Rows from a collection
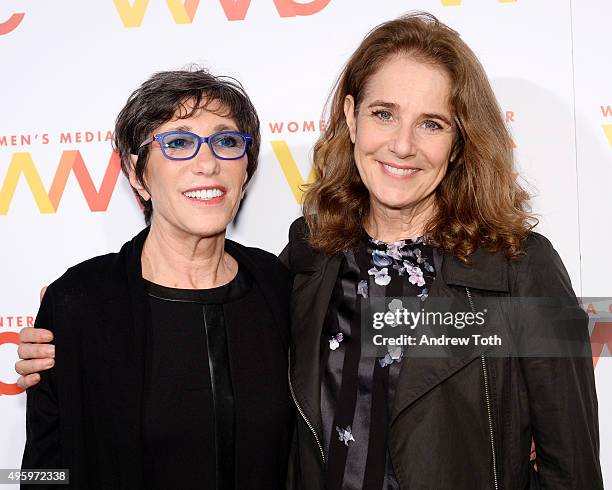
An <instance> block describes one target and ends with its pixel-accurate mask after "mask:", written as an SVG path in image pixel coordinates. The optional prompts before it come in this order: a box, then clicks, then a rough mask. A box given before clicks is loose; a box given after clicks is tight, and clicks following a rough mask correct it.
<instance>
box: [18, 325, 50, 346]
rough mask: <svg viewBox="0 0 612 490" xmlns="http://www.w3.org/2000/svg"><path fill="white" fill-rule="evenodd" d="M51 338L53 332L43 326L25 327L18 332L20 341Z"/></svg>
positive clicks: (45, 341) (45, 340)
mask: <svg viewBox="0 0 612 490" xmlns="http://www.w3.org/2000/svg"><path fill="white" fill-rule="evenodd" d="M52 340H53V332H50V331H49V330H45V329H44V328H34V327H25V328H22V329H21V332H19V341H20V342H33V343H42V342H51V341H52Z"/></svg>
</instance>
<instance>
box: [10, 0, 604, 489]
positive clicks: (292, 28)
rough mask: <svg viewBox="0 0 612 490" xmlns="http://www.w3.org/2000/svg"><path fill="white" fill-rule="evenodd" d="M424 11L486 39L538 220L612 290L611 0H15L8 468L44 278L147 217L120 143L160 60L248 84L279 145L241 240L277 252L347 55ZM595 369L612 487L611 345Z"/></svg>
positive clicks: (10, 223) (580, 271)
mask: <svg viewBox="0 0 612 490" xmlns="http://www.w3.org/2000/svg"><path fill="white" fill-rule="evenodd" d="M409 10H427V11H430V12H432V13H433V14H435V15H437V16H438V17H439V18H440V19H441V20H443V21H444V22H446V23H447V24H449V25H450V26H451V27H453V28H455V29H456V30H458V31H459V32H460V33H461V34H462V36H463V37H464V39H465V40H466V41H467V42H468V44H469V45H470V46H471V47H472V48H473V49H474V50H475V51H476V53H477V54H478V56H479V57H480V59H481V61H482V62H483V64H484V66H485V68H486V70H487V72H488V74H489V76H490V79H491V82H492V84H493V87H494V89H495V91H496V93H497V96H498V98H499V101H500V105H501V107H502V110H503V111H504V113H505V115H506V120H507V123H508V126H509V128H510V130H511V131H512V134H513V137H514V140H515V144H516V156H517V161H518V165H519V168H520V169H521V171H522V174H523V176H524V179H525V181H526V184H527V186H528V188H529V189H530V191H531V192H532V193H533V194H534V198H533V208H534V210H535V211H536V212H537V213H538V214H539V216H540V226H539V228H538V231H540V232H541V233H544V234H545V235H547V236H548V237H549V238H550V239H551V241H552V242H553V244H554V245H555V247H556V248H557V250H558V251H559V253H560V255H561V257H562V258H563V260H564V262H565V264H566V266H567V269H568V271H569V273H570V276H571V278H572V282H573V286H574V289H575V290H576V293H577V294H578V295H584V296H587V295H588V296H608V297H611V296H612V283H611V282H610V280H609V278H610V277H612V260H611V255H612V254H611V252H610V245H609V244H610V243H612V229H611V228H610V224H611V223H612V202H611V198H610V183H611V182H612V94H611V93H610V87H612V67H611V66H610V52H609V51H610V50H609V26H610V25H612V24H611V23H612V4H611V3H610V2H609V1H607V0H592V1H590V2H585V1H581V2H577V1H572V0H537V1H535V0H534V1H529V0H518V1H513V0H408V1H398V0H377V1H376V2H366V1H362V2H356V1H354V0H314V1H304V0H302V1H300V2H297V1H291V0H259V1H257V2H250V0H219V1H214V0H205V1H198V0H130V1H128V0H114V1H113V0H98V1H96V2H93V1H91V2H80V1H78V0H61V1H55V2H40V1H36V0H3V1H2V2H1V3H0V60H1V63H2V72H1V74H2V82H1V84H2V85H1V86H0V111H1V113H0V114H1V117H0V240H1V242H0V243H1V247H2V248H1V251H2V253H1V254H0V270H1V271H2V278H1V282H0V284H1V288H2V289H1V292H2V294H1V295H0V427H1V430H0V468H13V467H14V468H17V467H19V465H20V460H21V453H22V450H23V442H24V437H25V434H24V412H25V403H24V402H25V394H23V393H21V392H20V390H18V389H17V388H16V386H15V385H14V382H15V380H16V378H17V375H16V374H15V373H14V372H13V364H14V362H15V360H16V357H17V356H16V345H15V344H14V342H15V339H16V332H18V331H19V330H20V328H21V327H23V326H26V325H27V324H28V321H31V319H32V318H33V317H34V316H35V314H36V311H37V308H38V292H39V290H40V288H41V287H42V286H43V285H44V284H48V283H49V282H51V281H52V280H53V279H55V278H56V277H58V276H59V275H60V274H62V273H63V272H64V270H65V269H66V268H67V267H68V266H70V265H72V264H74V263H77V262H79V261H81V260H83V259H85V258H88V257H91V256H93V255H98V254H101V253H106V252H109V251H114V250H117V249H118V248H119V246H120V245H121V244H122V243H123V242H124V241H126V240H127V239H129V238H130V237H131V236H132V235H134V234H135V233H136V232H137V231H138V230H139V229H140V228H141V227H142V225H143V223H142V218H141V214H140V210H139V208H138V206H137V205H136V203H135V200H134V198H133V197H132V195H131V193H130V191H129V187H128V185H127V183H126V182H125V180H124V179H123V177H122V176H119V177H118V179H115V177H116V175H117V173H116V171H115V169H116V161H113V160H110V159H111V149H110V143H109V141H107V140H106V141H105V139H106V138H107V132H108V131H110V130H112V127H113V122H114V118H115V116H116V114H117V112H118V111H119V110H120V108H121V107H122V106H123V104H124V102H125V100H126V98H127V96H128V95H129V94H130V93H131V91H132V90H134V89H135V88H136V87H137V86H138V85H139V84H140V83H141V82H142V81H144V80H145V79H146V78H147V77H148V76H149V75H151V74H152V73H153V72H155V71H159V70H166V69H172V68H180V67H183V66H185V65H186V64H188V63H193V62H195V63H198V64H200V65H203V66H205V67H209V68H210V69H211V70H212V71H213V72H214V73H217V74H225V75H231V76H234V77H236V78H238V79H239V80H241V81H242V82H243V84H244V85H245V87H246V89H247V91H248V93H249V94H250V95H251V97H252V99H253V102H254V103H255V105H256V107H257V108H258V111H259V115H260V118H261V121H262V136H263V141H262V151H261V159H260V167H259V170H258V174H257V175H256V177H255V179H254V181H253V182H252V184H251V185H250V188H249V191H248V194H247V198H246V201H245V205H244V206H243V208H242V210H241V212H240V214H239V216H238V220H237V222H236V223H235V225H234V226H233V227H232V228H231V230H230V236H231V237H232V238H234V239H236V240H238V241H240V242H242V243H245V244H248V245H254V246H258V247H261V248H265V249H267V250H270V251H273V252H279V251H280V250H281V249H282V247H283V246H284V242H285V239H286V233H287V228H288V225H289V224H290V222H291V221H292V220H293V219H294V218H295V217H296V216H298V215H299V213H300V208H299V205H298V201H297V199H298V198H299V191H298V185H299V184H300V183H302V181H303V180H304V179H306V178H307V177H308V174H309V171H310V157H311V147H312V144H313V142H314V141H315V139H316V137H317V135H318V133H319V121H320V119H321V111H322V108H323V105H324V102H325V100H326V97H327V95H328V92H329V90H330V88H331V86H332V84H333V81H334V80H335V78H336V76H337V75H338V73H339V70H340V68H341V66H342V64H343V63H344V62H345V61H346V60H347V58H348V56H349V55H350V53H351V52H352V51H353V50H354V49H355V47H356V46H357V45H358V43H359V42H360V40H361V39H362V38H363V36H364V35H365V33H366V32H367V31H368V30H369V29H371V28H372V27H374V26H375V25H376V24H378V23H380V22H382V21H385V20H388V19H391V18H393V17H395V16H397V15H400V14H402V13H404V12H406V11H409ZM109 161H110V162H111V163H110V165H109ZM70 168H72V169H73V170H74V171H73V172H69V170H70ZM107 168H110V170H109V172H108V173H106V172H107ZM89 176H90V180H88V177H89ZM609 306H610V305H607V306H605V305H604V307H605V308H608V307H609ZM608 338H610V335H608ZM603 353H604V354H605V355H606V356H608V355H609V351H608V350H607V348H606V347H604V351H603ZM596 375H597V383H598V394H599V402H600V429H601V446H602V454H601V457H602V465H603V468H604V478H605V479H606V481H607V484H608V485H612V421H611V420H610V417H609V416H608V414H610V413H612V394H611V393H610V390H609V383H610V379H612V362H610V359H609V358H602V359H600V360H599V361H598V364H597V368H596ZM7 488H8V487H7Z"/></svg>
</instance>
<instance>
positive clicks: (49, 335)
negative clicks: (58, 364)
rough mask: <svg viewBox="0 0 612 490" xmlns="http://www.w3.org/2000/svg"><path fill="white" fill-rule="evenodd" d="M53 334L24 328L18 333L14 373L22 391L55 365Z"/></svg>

...

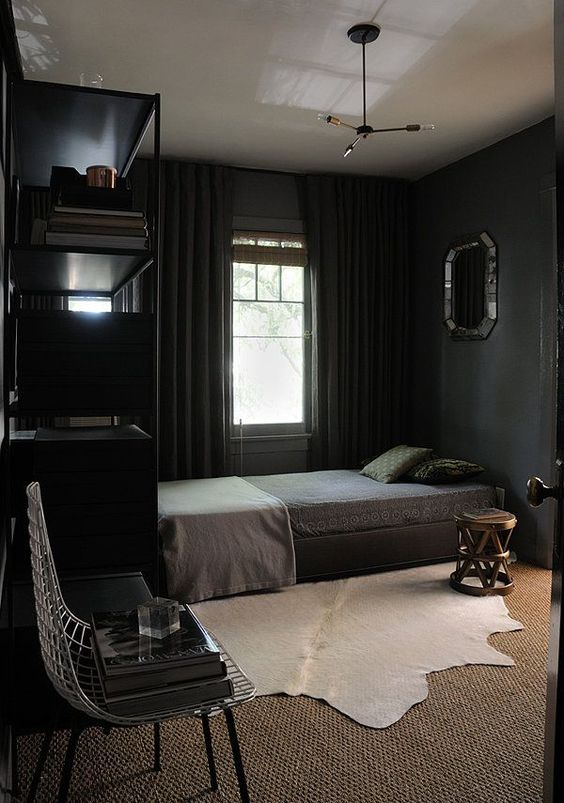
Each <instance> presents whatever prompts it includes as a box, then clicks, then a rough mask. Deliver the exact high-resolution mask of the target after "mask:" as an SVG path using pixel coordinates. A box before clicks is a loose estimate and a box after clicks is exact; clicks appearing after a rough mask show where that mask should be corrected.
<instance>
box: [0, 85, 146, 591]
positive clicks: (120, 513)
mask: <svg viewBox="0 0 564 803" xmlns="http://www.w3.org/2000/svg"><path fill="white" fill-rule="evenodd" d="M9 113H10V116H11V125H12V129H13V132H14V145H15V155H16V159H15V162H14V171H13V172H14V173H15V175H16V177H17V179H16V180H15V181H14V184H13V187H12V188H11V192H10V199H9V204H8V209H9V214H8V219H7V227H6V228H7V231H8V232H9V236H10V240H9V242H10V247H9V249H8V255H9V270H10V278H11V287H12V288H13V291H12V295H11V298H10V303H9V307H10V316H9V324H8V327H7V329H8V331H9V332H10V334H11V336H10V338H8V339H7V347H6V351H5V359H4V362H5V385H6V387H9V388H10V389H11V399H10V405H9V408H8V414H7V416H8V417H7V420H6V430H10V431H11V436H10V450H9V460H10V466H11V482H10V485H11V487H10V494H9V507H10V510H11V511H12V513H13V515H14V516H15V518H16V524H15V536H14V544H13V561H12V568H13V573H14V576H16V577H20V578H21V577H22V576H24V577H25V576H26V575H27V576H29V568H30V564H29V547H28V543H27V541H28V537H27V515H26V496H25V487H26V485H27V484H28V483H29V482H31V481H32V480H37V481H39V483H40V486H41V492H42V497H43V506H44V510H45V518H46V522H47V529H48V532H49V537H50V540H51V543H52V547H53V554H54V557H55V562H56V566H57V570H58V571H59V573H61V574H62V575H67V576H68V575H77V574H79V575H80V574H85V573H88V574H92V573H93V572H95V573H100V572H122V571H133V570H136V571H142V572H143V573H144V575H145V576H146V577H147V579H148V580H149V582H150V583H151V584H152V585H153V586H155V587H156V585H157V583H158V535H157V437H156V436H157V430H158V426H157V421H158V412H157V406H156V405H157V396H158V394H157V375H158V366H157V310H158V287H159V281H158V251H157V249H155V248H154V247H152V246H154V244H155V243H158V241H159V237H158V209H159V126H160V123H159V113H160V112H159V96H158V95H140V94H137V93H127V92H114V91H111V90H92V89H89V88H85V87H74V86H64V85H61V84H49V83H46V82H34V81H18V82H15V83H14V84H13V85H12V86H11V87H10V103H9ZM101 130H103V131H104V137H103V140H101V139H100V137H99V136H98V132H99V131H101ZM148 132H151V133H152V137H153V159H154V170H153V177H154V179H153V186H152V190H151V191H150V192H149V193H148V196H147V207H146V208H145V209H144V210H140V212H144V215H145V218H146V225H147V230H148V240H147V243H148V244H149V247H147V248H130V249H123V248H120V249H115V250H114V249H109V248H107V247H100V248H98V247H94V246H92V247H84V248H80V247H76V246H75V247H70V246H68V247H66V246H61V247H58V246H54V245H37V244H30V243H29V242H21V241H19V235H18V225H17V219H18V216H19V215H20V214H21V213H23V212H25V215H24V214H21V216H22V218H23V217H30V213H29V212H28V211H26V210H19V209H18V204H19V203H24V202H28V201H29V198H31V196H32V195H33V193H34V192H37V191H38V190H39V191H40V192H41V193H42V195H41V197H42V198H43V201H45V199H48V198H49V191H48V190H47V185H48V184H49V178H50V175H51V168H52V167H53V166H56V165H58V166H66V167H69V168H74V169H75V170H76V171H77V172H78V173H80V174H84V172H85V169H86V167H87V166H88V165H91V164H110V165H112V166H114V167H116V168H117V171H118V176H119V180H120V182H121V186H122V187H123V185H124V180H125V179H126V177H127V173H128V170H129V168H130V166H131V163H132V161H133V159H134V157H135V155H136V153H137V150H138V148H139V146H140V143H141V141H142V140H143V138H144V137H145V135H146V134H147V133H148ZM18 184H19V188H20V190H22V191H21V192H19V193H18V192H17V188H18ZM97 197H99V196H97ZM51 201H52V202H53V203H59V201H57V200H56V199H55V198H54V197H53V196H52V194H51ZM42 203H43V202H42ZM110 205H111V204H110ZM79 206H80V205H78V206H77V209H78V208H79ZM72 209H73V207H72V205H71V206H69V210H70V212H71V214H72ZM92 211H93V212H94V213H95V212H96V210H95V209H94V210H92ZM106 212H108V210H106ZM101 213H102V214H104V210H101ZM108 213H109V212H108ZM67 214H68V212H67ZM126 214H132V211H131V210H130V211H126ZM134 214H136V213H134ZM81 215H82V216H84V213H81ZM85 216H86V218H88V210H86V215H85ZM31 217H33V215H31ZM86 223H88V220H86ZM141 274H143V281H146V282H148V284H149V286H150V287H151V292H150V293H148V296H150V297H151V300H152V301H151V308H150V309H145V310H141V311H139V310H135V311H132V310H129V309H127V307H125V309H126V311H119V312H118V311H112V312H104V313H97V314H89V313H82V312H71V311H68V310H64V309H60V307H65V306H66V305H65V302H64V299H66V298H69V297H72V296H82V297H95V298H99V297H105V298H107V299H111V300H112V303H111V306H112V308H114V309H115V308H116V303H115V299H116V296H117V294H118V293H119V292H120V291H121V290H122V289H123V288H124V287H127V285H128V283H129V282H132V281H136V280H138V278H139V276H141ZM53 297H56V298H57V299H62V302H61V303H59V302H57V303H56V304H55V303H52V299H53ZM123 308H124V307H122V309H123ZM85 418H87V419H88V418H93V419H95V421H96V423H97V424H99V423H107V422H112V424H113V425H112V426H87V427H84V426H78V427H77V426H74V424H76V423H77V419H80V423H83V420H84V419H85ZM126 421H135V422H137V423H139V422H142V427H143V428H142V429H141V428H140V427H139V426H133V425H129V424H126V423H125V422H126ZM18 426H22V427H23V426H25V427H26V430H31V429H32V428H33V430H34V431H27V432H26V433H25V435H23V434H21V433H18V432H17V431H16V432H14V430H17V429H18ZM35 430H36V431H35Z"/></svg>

> **PROMPT**
Gather every line of the rows above that contains the word "positive", treating uppercase and lowercase as different.

> **FINISHED TASK**
positive clicks: (45, 341) (45, 340)
positive clicks: (292, 28)
positive clicks: (10, 223) (580, 271)
positive clicks: (49, 335)
positive clicks: (120, 513)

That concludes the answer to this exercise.